%%
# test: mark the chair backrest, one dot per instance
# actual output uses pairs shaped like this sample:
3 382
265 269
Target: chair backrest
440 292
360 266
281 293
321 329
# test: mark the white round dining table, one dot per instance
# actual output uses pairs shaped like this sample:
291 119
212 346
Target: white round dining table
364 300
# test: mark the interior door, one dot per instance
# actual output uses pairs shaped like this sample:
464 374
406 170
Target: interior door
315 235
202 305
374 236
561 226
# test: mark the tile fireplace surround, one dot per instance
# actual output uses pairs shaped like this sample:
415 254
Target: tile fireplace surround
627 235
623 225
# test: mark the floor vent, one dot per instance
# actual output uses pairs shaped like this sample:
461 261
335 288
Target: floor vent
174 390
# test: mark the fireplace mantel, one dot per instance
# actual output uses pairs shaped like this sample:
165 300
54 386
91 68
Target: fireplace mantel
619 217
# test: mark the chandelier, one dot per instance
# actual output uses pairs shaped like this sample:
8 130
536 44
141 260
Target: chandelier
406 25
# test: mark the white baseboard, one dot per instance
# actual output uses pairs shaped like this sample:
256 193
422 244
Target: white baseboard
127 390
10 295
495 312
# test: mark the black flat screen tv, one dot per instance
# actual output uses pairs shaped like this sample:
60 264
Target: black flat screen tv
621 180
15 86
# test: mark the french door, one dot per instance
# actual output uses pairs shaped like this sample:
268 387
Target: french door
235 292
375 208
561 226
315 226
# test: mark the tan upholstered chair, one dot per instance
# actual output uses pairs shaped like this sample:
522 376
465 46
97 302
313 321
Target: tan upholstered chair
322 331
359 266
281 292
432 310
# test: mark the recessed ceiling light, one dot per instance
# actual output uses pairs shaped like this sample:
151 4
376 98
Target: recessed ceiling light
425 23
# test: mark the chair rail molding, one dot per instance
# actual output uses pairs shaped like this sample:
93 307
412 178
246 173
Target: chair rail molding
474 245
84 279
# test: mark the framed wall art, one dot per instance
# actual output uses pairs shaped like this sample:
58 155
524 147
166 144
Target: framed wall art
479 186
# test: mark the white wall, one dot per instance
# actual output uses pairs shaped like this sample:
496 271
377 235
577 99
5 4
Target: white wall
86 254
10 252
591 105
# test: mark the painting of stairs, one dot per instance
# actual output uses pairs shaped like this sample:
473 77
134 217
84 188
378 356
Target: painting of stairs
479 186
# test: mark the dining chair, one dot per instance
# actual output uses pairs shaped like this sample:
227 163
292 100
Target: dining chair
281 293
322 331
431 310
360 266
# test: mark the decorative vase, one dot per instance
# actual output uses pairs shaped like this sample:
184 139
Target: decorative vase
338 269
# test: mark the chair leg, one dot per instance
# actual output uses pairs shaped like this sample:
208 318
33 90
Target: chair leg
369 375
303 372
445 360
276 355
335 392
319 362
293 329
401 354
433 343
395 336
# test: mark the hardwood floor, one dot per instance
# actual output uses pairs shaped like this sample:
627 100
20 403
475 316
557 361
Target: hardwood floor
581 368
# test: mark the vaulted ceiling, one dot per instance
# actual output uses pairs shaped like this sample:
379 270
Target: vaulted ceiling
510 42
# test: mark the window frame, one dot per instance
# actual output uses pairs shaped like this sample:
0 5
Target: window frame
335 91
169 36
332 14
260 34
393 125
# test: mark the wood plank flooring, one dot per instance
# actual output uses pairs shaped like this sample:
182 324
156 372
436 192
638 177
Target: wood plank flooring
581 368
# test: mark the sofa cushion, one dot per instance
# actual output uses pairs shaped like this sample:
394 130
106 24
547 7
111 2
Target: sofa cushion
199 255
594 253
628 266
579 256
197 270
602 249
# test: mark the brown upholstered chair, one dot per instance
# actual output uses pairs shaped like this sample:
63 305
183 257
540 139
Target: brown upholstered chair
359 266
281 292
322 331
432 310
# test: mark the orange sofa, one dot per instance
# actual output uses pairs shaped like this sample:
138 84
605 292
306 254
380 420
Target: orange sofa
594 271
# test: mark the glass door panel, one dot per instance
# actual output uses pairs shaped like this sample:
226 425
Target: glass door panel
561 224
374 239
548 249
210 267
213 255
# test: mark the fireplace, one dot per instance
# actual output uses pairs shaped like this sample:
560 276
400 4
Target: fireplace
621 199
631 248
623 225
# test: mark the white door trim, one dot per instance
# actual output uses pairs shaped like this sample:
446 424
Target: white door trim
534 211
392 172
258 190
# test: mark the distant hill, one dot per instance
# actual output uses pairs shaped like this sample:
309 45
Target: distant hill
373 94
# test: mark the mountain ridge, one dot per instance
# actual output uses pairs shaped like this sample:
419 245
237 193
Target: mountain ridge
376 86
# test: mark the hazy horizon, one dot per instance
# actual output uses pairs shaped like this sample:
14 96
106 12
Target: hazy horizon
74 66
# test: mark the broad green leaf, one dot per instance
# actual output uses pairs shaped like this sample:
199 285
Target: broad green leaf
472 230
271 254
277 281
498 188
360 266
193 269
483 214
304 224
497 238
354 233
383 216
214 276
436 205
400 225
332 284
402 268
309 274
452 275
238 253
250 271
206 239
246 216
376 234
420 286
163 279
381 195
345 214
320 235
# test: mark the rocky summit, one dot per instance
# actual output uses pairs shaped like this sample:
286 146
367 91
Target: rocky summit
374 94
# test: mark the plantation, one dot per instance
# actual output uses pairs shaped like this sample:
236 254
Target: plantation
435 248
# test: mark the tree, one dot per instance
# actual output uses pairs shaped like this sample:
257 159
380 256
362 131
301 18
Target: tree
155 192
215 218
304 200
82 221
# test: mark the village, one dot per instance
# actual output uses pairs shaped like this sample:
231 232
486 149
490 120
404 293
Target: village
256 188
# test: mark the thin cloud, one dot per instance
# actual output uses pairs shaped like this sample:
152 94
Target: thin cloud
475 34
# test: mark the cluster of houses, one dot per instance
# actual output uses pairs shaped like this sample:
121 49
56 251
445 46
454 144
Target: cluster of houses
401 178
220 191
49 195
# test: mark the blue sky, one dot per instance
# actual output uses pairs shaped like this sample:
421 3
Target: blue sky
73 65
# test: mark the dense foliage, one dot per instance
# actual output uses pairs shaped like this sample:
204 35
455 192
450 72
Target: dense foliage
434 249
%%
[WHAT THE EXERCISE ASKS] Copy every row above verbatim, keeping each line, number, and the line order unchanged.

[THE REPLY]
# test: mark the chair backrest, one dot per instance
# actual output uses pairs shaped like this sample:
3 382
265 269
Target: chair backrest
440 292
360 266
281 293
321 329
# test: mark the white round dining table, one dot per instance
# actual output uses pairs shaped like this sample:
291 119
212 346
Target: white round dining table
364 300
# test: mark the interior door, one dot per instance
# actual output uses pairs shaped like this sample:
464 374
406 170
Target: interior door
315 235
202 305
374 236
561 226
# test: mark the tile fireplace surround, one dot per instance
# actual output uses pairs shaped like this sample:
415 254
Target: tile fireplace surround
627 235
623 225
# test: mark the floor vent, one dot per instance
# actual output uses pairs shaped like this sample:
461 261
335 288
Target: floor vent
174 390
# test: mark the fireplace mantel, one dot per instance
# actual output uses pairs shaped like this sample:
165 300
54 386
91 68
Target: fireplace mantel
619 217
# test: mark the chandelier, one dot per instance
# actual output uses pairs shaped like this sample:
8 130
536 44
141 260
Target: chandelier
406 25
# test: mark the white baseboard, one dot per instance
# actual output uses pairs shaped like this sample:
256 193
422 244
Target: white baseboard
127 390
10 295
495 312
# test: mark the black flat screen tv, one dot per instance
# actual output uses pairs shaped like this sample:
60 264
Target: black flat screen tv
621 180
15 86
# test: mark the french door, one dot per instance
# actual output uses pairs shaped like this sample:
268 387
Target: french door
235 292
375 208
561 226
315 226
# test: mark the tan upholstered chair, one dot per instance
# actual output uses pairs shaped like this sample:
522 376
465 46
97 302
313 321
Target: tan upholstered chair
322 331
359 266
281 292
432 310
# test: mark the recessed ceiling light, one dot per instance
# actual output uses pairs shaped like this sample:
151 4
376 98
Target: recessed ceiling light
425 23
# test: mark the chair rail molding, one dot per instance
# actual output uses pairs shaped like this sample:
93 307
412 178
246 173
Target: chair rail molding
474 245
84 279
# test: mark the framed wall art, one dot per instance
# actual output uses pairs shaped like this sample:
58 155
524 147
166 144
Target: framed wall art
479 186
# test: mark the white wall, one dot per instance
# actual output uses pairs shaped like this sample:
496 271
377 235
577 99
5 4
Target: white wall
86 254
10 252
591 105
# test: mark the painting of stairs, one dot per instance
# actual output uses pairs shaped like this sample:
473 77
134 217
84 188
378 356
Target: painting of stairs
479 186
# test: mark the dining chair, one dot per instance
# actual output uses pairs shaped like this sample:
227 163
292 100
Target: dining chair
281 293
322 331
431 310
360 266
# test: mark the decorative vase, one dot per instance
# actual output uses pairs shaped like this sample:
184 139
Target: decorative vase
338 269
# test: mark the chair leg, one dot per instance
# actual output uses pairs shaped like this sample:
208 318
33 90
Target: chair leg
369 375
303 372
445 360
276 355
335 392
319 362
293 329
401 354
433 343
395 336
# test: mark the hardwood floor, one dot per instance
# actual output uses pairs shaped like this sample:
627 100
20 403
475 316
557 361
Target: hardwood floor
581 368
# test: mark the vaulted ceiling, one dot per instance
# actual output uses pairs shaped like this sample:
379 270
Target: vaulted ceiling
510 42
# test: mark the window frame, one dot per instance
# actual output uses pairs shaped like this sample:
0 5
Target: window frame
335 91
169 36
332 14
260 34
393 125
# test: mark the wood plank flooring, one dot per instance
# actual output uses pairs shaped like this sample:
182 324
156 372
436 192
638 177
Target: wood plank flooring
581 368
# test: mark the sofa cushion, one dot per instance
# actual output uses pairs shaped like this sample:
394 130
106 24
547 7
111 2
Target: sofa cushion
199 255
594 253
628 266
579 256
197 270
602 249
# test: mark the brown upholstered chair, one dot per instance
# actual output uses pairs shaped like this sample:
63 305
183 257
540 139
Target: brown upholstered chair
359 266
281 292
322 331
432 310
# test: mark the orange sofa, one dot per instance
# actual output uses pairs shaped like this sample:
138 84
605 292
306 254
380 420
Target: orange sofa
594 271
# test: mark the glass door panel, one dot per instance
# actual output uses pairs shaped like this sample:
226 425
Target: glass door panel
561 224
374 239
548 249
210 267
213 255
# test: mark the fireplace, one dot per instance
# actual output uses pairs shaped like this sample:
560 276
400 4
Target: fireplace
621 199
631 248
623 225
# test: mark the white door trim, one dot per instance
# actual output uses pairs shaped like this sample:
446 424
Target: white door trim
534 211
392 172
258 190
# test: mark the distant hill, one dot per instance
# actual output uses pairs shaped like this sample:
309 45
Target: distant hill
373 94
# test: mark the mountain ridge, one dot per instance
# actual output uses pairs shaped like this sample:
419 245
237 193
Target: mountain ridge
376 86
# test: mark the hazy horizon, one dot per instance
# actual output uses pairs shaped like this sample:
14 96
106 12
Target: hazy horizon
74 66
# test: mark the broad green leaf, one dot per instance
# actual output uses pairs shaped like this sample:
199 285
Target: broad green leaf
472 230
271 254
277 281
498 188
360 266
193 269
483 214
304 224
497 238
354 233
383 216
214 276
436 205
400 225
332 284
402 268
309 274
452 275
238 253
250 271
206 239
246 216
376 234
420 286
163 279
381 195
345 214
320 235
# test: mark the rocky summit, one dot per instance
# actual output uses pairs shaped like this sample:
286 146
367 91
Target: rocky summit
374 94
# test: mark the plantation, one dot per instance
# actual output uses pairs shaped like this sample:
236 254
Target: plantation
435 248
# test: mark the tree, one dot per instance
# actual output uses pairs shaped like this sample:
257 159
380 256
362 131
301 18
Target: tree
155 192
215 218
304 200
82 221
# test: mark the village, one dot per instance
# actual output uses pairs shaped like this sample:
231 232
486 149
490 120
404 293
Target: village
256 188
# test: mark the thin cloud, one dot per instance
# actual output uses pairs shaped like this sample:
152 94
Target: thin cloud
475 34
# test: mark the cluster of houses, one dot per instance
# actual output uses pairs shaped like this sample:
121 49
56 251
445 46
454 144
Target: cluster of houses
401 178
220 191
49 195
# test: mark the blue sky, one dot per instance
# actual output uses pairs shaped like this sample:
421 3
Target: blue sky
73 65
# test: mark the dense foliage, one dot per instance
# actual output uses pairs shaped like this sample:
204 35
455 192
450 72
Target: dense foliage
434 249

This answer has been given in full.